■ **Exercise directions**:
Word for word, set down every line of the entries below from the line with "positive clicks: (351, 175) (349, 188)" to the line with "positive clicks: (178, 150)", including both, and no other line.

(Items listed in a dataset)
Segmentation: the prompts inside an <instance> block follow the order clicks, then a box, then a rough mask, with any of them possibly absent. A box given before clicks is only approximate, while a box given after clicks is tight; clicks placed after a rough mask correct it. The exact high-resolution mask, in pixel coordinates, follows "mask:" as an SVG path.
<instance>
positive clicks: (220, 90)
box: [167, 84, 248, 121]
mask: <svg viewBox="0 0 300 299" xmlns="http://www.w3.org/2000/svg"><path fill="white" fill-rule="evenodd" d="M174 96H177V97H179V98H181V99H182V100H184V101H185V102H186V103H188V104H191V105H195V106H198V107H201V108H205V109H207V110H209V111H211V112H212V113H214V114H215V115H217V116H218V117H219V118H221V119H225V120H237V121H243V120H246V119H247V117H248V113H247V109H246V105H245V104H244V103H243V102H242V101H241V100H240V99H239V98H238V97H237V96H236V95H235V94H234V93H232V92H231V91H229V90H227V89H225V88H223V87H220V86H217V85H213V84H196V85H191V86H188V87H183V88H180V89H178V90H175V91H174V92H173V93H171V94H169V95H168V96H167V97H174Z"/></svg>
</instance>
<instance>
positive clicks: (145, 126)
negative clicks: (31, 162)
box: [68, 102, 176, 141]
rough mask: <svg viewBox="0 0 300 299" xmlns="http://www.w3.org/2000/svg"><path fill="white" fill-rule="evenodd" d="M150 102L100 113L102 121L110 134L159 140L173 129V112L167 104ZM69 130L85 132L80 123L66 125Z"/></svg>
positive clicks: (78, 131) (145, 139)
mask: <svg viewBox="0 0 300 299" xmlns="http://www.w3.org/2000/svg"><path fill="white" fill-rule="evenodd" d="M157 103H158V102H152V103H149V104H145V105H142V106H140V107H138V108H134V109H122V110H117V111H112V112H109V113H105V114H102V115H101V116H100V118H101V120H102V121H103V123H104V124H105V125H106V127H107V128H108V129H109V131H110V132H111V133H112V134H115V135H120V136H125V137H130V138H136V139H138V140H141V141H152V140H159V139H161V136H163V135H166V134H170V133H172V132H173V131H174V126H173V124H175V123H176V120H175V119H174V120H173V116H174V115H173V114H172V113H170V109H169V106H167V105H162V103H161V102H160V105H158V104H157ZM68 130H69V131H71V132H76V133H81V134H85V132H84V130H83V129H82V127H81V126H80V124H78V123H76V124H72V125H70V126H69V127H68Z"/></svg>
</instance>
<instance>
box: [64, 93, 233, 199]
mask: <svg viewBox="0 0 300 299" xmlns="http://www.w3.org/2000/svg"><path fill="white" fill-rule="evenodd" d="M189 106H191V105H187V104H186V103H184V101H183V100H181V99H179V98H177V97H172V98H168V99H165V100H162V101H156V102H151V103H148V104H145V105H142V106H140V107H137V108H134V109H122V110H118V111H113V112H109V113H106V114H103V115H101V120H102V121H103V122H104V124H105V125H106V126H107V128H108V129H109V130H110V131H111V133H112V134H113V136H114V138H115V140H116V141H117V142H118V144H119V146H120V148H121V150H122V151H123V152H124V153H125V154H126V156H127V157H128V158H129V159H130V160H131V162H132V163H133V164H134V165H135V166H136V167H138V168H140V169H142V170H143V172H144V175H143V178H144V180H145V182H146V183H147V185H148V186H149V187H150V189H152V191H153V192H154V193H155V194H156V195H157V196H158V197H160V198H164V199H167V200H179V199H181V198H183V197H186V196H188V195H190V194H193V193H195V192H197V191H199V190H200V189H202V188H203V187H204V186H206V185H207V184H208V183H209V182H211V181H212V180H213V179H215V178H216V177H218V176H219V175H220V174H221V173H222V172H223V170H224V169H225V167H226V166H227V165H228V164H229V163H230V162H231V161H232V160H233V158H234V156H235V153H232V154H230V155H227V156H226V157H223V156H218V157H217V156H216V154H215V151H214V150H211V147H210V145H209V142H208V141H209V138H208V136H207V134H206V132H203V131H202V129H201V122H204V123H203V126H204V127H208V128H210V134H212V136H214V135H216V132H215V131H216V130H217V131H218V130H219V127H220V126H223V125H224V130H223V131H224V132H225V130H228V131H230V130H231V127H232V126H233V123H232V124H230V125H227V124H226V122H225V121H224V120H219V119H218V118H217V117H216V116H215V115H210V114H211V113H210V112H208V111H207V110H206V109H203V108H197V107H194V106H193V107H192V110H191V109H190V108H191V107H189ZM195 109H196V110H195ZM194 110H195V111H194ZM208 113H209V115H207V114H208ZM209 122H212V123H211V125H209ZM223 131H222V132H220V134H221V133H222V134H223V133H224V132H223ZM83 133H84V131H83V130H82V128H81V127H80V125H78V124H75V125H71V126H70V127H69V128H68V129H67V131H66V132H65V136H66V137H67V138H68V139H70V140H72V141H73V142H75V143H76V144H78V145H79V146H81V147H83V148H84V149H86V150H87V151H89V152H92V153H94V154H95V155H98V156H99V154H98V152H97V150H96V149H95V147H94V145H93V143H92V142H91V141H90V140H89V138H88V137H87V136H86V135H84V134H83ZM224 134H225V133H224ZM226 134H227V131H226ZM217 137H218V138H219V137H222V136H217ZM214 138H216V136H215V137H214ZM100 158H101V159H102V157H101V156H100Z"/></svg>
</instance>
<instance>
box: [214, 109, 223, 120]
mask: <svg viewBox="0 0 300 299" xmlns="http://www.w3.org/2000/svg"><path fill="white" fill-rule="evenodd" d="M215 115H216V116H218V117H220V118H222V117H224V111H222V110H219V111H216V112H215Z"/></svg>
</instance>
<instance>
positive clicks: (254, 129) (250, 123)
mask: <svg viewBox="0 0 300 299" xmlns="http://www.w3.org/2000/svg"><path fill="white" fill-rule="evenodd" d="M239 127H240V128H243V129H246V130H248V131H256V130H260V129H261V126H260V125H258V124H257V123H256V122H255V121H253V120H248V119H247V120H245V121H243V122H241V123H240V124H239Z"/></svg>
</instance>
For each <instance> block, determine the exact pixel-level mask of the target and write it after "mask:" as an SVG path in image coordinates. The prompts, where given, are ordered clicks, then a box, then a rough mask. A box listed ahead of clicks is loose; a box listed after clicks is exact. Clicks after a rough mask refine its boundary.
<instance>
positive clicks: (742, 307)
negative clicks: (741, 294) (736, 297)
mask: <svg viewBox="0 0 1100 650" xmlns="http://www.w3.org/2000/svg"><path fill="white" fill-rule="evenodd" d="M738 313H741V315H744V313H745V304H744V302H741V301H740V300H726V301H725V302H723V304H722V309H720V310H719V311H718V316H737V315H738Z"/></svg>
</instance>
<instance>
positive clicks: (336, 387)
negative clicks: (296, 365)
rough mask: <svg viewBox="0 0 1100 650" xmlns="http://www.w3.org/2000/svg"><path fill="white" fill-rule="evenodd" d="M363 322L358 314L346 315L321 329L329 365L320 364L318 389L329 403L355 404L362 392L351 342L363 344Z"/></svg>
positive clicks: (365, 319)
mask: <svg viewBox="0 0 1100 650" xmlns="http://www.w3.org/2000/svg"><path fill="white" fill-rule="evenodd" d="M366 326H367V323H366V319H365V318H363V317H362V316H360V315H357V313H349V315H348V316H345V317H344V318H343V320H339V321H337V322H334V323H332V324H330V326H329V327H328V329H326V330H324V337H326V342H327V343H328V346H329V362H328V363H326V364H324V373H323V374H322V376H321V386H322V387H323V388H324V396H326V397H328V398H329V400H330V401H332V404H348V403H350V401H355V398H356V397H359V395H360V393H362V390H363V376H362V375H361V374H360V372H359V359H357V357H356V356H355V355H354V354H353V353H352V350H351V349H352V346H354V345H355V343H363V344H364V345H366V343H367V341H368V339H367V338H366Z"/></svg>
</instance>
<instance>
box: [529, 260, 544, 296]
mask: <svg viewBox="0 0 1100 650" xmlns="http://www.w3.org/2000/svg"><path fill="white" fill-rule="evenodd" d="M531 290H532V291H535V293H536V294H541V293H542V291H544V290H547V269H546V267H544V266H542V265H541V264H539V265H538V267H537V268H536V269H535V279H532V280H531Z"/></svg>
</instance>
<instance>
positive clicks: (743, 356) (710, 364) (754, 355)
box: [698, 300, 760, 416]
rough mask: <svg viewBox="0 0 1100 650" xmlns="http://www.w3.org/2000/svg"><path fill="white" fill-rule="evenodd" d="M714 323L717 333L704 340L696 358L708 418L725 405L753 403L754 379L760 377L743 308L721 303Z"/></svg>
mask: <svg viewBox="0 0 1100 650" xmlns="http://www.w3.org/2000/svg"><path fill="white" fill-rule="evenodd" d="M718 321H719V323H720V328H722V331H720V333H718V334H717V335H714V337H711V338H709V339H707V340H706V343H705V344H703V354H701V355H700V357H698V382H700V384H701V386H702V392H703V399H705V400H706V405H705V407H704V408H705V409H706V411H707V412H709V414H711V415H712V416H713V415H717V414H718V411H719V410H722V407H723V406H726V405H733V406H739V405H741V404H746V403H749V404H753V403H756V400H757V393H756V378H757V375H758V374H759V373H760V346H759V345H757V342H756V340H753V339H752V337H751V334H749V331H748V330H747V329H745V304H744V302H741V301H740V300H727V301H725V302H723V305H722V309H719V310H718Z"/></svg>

* * *

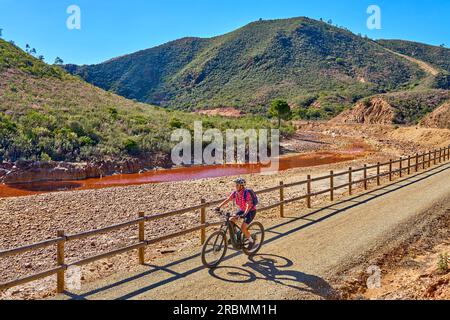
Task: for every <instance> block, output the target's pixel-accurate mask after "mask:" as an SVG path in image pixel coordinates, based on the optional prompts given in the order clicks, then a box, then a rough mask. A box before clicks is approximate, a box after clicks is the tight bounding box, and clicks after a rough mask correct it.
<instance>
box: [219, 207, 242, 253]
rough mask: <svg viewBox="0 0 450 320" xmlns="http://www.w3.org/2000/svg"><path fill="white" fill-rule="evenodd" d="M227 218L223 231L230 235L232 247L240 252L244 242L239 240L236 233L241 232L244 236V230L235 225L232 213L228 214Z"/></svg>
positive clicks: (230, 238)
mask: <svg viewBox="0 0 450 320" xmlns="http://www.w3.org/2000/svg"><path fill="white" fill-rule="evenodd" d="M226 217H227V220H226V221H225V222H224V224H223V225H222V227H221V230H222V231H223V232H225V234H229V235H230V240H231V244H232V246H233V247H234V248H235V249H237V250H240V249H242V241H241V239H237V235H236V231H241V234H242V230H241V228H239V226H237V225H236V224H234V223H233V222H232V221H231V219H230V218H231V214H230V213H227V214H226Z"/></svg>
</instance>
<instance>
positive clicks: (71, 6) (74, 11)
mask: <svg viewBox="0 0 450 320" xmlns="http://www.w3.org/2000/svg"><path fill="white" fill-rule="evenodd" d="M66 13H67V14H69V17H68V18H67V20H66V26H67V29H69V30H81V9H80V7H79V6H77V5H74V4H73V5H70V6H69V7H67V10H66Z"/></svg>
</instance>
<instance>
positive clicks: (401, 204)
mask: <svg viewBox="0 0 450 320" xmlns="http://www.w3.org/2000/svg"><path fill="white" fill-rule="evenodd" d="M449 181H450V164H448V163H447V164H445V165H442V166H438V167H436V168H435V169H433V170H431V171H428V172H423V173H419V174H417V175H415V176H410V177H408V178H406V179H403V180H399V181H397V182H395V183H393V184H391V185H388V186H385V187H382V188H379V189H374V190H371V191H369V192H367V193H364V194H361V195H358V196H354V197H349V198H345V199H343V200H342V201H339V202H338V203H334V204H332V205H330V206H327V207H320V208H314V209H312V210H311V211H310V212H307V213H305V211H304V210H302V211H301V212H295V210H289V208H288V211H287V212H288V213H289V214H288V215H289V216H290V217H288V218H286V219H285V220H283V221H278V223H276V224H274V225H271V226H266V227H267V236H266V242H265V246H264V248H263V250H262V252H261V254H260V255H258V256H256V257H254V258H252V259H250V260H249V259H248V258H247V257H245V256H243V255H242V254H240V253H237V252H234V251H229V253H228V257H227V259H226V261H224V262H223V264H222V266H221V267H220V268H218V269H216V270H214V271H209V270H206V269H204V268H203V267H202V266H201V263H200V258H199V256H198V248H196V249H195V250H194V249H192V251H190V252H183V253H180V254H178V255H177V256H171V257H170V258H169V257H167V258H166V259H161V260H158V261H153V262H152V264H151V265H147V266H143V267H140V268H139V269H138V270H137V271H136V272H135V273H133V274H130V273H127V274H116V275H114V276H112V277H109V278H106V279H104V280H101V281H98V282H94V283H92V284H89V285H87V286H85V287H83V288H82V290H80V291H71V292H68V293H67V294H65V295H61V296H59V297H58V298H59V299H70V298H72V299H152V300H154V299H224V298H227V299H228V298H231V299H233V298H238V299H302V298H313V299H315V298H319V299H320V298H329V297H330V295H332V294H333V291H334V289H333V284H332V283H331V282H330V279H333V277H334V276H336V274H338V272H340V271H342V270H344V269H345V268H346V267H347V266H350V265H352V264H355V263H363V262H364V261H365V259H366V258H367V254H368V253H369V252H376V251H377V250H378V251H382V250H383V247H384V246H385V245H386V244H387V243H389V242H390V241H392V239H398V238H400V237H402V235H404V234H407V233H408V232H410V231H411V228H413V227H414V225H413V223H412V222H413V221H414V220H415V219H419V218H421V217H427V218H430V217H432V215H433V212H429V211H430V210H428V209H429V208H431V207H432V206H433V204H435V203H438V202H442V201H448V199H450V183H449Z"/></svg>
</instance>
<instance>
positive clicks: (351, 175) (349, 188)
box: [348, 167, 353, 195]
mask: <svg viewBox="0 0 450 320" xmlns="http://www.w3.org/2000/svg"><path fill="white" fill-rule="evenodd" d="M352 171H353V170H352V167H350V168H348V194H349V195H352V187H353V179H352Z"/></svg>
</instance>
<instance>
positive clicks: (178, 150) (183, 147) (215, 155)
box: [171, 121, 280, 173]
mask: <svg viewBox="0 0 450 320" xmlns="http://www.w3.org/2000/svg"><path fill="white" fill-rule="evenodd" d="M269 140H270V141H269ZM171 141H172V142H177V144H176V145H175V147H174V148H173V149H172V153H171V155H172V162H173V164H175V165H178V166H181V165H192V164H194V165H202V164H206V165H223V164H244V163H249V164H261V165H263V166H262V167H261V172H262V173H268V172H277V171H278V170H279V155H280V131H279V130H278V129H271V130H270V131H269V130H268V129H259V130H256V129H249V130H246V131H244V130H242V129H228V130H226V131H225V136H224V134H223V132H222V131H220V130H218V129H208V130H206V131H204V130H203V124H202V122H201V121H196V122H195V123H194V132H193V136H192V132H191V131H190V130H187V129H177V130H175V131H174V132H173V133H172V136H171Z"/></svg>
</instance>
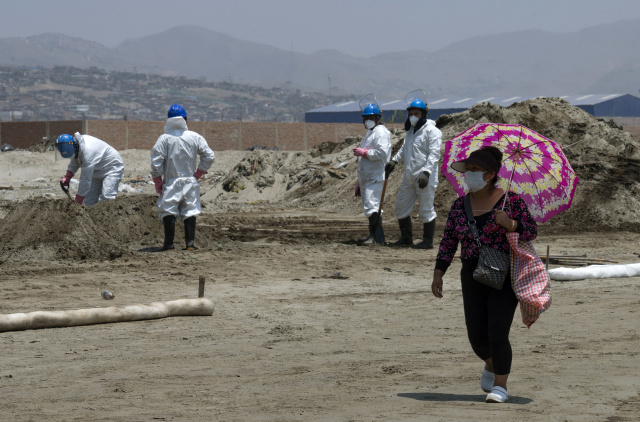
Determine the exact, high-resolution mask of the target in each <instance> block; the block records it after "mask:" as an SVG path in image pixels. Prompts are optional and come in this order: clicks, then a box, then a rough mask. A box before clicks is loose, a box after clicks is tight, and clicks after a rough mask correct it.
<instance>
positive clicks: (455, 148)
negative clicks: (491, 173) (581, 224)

■ **Response to this exercise**:
positive clicks: (351, 175) (349, 188)
box: [348, 167, 353, 195]
mask: <svg viewBox="0 0 450 320" xmlns="http://www.w3.org/2000/svg"><path fill="white" fill-rule="evenodd" d="M352 171H353V170H352V167H350V168H348V194H349V195H352V187H353V179H352Z"/></svg>
</instance>
<instance>
positive clicks: (178, 150) (183, 147) (215, 155)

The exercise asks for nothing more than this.